• _What you will do_
Can you repeat the data word for word, starting at the line containing "task: trace the outline of every instance of the metal" and continuing through the final line of the data, with both of those lines included?
§
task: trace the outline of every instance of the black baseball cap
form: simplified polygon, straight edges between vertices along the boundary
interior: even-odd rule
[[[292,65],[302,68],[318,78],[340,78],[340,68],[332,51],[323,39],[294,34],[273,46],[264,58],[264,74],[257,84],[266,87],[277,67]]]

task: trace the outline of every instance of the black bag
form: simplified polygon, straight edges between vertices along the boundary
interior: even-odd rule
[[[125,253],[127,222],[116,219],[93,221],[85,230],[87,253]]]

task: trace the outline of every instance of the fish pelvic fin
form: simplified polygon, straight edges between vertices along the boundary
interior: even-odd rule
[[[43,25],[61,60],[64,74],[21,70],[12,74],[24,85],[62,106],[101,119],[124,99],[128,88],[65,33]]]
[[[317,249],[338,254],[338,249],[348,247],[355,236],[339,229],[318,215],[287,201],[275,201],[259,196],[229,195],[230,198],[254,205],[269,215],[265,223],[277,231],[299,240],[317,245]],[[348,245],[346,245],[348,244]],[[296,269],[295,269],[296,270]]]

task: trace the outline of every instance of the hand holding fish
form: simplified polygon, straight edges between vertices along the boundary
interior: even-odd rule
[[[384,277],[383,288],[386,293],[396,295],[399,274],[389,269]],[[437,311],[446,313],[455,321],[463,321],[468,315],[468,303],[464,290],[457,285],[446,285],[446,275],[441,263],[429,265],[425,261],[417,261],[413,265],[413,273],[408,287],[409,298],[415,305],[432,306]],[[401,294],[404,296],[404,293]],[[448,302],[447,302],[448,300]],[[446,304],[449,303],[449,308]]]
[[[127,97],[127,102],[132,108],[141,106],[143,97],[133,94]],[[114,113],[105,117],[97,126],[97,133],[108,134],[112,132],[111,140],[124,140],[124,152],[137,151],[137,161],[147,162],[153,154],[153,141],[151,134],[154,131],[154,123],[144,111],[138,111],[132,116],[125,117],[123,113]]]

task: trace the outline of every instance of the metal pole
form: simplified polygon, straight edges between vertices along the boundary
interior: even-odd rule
§
• _Solution below_
task: trace the outline of every instance of the metal pole
form: simplified polygon, straight edges between vertices along the boundary
interior: even-odd rule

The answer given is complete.